** Start Provided data **
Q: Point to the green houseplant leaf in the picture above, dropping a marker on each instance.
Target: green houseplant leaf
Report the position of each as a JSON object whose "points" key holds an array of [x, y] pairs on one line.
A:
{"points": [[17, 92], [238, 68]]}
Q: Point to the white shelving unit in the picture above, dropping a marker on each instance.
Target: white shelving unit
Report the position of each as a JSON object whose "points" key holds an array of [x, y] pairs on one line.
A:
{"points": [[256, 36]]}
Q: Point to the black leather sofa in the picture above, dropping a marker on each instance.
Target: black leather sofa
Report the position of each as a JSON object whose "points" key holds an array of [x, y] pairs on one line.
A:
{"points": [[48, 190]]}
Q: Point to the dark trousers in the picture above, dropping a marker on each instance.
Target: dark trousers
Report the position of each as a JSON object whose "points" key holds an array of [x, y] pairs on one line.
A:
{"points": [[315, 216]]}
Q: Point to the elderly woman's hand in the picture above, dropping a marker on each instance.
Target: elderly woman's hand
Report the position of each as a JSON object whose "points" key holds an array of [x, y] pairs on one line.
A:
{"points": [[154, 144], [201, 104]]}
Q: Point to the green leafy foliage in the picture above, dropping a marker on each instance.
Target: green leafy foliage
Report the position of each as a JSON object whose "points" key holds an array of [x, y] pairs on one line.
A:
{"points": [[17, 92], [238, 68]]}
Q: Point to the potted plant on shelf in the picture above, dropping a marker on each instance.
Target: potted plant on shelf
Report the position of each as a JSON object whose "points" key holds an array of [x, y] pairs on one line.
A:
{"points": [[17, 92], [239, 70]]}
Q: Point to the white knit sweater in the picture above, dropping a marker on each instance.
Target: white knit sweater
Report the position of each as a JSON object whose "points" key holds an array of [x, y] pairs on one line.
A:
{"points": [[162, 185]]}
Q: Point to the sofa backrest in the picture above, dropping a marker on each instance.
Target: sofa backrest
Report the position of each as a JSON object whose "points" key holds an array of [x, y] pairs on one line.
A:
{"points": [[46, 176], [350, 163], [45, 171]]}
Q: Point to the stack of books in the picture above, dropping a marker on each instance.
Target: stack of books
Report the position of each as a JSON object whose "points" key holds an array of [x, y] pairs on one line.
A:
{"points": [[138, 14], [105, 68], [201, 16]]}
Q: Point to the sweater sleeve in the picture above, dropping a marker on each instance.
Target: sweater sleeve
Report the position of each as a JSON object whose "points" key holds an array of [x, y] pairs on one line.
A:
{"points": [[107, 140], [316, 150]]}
** End Provided data **
Copy every line of the records word for word.

## Result for this exercise
Q: Point to the green houseplant leaf in the picture above, dropping a marker on each instance.
Target: green houseplant leaf
Report the position of each as a JSON object whose "points" key holds an array of [x, y] pairs on one line.
A:
{"points": [[17, 92], [238, 68]]}
Q: Point to the white shelving unit in the picture above, dropping a marker on each instance.
Target: white shelving unit
Report the position of each as a JSON object whose "points" key holds an array of [x, y] pairs on one line.
A:
{"points": [[256, 36]]}
Q: Point to the black leather sofa in the picture above, dropping a marker on each instance.
Target: black leather sofa
Report the position of each as a JSON object whose "points" key holds an array of [x, y] pairs on one line.
A:
{"points": [[48, 190]]}
Q: Point to the dark trousers in the picture above, dropping a marker on each instance.
Target: dark trousers
Report the position of each as a JSON object whose "points" key holds an array of [x, y] pairs on one line.
A:
{"points": [[315, 216]]}
Q: Point to the elderly woman's hand in the picture above, dropping a marker on each instance.
Target: elderly woman's hand
Report the position of each as a JSON object whose "points" key holds an array of [x, y] pairs on one line.
A:
{"points": [[154, 144], [201, 104]]}
Q: Point to the green leafy foliage in the picture above, dropping a marker on each instance.
Target: green leafy foliage
Report the position of each as a JSON object whose "points" key holds an array of [x, y] pairs on one line.
A:
{"points": [[17, 92], [238, 68]]}
Q: Point to the potted plant on shelf in the picture above, dropping a marker on each instance.
Target: potted plant on shelf
Report the position of each as a JSON object whose "points" key holds an array of [x, y] pairs on one line.
A:
{"points": [[17, 92], [239, 70]]}
Q: Point to the white knit sweater in the picture above, dropping a marker on each instance.
Target: white knit sweater
Report the position of each as a JSON object whose "points" key holds an array of [x, y] pairs on one line.
A:
{"points": [[162, 185]]}
Q: Point to the sofa backrest in the picture above, dropping a marker on each instance.
Target: sofa backrest
Report the position of each as a JSON object whose "points" key holds an array of [x, y] pairs on one line.
A:
{"points": [[46, 176], [350, 163], [45, 171]]}
Q: Point to the stack of books in the picture above, dropping a marker on each instance.
Target: stack of books
Report the position of each as a JSON object whose "points" key holds an array of [x, y] pairs on one line.
A:
{"points": [[138, 14], [105, 68], [201, 16]]}
Q: Point to the sweater sleeve in the picture above, dropping a marker on each instance.
Target: sweater sleeve
Report the position of each as a JSON object whose "points" key holds an array of [x, y] pairs on one line.
A:
{"points": [[107, 140], [316, 150]]}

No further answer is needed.